### Tantangan A
Ambillah secara persis bagian teks tentang nasib tenaga honorer di bawah ini, dimulai dengan "Selaksa asa dan" dan berlanjut hingga "dan pengabdian lainnya.".
### Kutipan Teks
Selasa, 21 Oktober 2014

Nasib Tenaga Honorer

Selaksa asa dan cita mewarnai derap langkah para tenaga honorer dalam khidmah dan bakti kepada negara. Bahkan rasa cemas dan takut pun bergayut di sudut tak bertepi menanti kepastian pengangkatan. Tenaga Honorer ingin dihargai secara wajar, bermartabat sebagaimana layaknya para pegawai negeri sipil, pegawai sipil, dan pengabdian lainnya.


Era otonomi daerah memberikan kewenangan manajemen kepegawaian tidak lagi sentralistik. Semua kewenangan yang merupakan kewenangan daerah, dan tugas-tugas desentralisasi yang semula terpusat, menjadi kewenangan daerah. Salah satu implikasinya yaitu terjadi perubahan terutama yang berkaitan dengan penerimaan dan pengangkatan pegawai menjadi kewenangan daerah.
Kewenangan daerah terukir dalam Pasal 76 Undang-Undang Nomor 22 Tahun 1999 tentang Pemerintahan Daerah yang menyatakan “Daerah mempunyai kewenangan untuk melakukan pengangkatan, pemindahan, pemberhentian, penetapan pensiun, gaji, tunjangan, kesejahteraan pegawai, serta pendidikan dan pelatihan sesuai dengan kebutuhan dan kemampuan daerah yang ditetapkan dengan Peraturan Daerah, Berdasarkan Peraturan Perundang-undangan”.
Dalam rangka penyempurnaan manajemen, pada 2004 terbit Undang-Undang Nomor 32 Tahun 2004 tentang Pemerintahan Daerah. Hadirnya UU 32/2004 ini yang mencabut dan menyatakan tidak berlaku Undang-Undang Nomor 22 Tahun 1999 tentang Pemerintahan Daerah karena tidak mampu mengakomodasikan kebutuhan yang berubah dengan cepat.

Pengangkatan Pegawai
Berkaitan dengan manajemen Pegawai Negeri Sipil Daerah, dalam Pasal 129 ayat (2) UU 32/2004 terdapat frasa yang menggelitik yaitu “…meliputi penetapan formasi, pengangkatan, pemindahan, …kedudukan hukum, pengembangan kompetensi, dan pengendalian jumlah.” Kemudian pada Pasal 132 mengesankan hanya penetapan formasi yang harus berkoordinasi dengan Menpan melalui Gubernur. Berlakunya UU 5/2014 tentang Aparatur Sipil Negara tegas menyatakan pada pasal 137 mencabut ketentuan UU 32/2004 pada bab V Kepegawaian Daerah mulai Pasal 129 hingga Pasal 135 dan peraturan pelaksanaannya.
######
### Tantangan B
Hitung baris dalam daftar di bawah yang memuat kata "background", dengan membedakan huruf besar dan kecil. Tuliskan angkanya saja.
### Daftar Entri
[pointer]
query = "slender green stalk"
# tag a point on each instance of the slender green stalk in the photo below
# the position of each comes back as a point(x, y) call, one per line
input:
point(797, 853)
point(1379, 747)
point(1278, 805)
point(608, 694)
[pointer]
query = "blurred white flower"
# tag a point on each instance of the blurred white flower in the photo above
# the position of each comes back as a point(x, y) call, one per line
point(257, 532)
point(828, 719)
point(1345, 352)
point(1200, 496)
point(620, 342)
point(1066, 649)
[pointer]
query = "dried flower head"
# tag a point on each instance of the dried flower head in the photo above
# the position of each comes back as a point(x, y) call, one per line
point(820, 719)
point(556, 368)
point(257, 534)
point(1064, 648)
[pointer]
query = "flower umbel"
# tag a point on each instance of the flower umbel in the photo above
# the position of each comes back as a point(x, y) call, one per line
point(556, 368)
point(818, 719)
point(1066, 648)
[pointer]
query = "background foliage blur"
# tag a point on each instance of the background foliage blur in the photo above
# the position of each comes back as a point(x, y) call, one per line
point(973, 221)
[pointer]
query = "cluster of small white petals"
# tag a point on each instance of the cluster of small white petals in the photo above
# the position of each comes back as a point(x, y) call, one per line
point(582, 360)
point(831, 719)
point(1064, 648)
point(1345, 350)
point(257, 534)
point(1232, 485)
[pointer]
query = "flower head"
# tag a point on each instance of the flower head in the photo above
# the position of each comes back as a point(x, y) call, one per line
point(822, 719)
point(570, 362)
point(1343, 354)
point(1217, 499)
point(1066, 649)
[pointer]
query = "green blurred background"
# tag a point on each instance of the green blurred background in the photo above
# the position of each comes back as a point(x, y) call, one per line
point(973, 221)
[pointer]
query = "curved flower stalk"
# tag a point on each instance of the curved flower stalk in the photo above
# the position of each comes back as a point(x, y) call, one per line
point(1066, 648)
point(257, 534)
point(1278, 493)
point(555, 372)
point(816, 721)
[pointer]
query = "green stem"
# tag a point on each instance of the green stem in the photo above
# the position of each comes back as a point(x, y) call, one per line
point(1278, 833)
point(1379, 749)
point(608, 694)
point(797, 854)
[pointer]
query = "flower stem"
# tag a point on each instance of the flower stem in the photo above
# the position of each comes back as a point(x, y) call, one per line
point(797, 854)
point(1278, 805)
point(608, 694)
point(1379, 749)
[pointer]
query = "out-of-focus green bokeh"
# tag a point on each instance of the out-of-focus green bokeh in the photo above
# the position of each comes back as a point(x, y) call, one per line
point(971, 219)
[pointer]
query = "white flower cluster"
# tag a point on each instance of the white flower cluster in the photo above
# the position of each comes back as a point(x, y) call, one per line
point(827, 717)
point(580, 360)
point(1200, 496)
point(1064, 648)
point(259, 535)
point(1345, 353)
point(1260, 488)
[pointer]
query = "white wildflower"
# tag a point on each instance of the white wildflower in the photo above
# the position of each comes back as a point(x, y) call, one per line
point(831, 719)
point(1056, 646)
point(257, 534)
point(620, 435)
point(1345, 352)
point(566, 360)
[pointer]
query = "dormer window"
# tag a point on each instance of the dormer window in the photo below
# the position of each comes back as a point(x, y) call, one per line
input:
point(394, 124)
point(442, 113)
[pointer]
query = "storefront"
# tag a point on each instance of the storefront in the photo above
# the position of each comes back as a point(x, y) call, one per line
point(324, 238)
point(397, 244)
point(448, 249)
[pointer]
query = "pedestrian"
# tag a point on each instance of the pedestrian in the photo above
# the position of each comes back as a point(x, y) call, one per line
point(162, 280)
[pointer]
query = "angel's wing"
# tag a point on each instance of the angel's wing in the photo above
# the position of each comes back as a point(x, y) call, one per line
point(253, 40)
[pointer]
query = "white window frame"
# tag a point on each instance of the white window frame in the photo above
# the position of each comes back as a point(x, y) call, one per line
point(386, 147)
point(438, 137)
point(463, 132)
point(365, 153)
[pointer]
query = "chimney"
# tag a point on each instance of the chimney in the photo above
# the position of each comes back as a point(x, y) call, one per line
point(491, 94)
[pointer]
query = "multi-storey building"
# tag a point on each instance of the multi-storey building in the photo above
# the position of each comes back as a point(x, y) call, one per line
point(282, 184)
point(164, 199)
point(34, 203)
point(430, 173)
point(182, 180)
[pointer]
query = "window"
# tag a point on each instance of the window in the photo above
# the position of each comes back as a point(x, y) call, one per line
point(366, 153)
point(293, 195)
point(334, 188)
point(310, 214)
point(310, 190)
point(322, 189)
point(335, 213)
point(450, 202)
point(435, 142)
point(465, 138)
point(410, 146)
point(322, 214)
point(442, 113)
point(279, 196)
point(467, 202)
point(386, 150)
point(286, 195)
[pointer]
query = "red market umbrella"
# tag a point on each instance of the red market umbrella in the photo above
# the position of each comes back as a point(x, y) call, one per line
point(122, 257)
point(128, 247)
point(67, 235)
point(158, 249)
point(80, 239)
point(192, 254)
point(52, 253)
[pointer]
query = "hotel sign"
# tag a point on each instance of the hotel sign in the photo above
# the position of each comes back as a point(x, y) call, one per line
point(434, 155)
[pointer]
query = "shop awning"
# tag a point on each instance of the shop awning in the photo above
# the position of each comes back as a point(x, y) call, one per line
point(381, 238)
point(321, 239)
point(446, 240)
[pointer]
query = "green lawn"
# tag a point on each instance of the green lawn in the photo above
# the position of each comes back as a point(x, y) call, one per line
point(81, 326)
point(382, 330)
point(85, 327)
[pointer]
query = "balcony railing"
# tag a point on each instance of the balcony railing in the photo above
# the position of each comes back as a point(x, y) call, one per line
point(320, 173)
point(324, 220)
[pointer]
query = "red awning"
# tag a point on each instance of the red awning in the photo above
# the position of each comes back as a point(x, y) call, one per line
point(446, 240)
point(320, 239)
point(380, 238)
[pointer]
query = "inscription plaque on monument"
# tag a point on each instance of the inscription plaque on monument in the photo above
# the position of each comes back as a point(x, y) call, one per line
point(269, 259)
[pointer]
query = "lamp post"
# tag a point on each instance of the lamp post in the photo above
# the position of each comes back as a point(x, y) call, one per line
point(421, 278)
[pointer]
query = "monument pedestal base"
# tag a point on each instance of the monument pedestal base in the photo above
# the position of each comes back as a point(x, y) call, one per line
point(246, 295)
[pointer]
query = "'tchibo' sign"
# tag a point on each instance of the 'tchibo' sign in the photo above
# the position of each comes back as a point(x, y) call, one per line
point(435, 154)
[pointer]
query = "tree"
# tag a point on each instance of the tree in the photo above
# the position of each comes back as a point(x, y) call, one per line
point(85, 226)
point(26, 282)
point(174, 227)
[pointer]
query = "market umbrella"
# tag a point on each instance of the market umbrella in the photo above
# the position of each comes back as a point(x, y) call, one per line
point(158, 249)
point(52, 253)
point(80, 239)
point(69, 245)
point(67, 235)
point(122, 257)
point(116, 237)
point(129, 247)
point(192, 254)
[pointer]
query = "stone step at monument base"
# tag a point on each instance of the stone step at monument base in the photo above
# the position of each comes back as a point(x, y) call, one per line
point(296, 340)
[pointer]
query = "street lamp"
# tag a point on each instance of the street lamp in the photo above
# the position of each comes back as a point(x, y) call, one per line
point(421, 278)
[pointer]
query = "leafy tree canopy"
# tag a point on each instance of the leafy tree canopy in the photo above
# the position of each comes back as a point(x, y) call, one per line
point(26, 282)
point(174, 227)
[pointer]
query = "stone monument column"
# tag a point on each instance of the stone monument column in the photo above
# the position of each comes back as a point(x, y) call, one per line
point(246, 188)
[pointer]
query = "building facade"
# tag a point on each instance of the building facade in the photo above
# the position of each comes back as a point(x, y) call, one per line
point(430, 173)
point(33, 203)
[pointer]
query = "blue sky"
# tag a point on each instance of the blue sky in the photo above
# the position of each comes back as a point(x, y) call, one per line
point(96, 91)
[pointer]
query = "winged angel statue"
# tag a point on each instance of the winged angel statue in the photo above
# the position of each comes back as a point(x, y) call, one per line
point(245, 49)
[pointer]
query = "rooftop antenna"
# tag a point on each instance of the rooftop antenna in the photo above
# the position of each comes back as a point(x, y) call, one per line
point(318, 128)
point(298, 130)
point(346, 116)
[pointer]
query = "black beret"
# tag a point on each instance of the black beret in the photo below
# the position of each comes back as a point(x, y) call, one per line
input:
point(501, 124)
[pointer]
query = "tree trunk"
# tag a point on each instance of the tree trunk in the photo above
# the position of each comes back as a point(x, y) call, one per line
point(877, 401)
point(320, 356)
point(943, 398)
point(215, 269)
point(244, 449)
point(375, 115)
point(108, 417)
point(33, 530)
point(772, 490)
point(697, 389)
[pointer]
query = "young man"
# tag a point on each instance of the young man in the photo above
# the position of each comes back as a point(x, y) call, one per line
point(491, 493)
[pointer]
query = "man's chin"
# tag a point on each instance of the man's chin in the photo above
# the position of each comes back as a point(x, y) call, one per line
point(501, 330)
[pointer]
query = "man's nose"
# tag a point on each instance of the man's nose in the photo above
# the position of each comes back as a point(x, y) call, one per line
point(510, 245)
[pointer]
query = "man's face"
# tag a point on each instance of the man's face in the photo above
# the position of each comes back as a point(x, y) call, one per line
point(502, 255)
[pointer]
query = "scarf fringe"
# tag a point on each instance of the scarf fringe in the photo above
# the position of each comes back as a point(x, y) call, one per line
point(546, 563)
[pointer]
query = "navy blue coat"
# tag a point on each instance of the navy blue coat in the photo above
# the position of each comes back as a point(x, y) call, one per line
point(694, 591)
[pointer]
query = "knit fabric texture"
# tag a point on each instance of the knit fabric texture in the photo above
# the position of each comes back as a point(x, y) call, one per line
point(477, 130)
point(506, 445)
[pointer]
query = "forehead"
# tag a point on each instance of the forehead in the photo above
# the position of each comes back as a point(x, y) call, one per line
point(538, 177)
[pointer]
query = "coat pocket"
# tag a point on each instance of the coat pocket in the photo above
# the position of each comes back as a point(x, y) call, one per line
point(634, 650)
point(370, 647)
######
### Jawaban Latihan A
Selaksa asa dan cita mewarnai derap langkah para tenaga honorer dalam khidmah dan bakti kepada negara. Bahkan rasa cemas dan takut pun bergayut di sudut tak bertepi menanti kepastian pengangkatan. Tenaga Honorer ingin dihargai secara wajar, bermartabat sebagaimana layaknya para pegawai negeri sipil, pegawai sipil, dan pengabdian lainnya.

### Jawaban Latihan B
4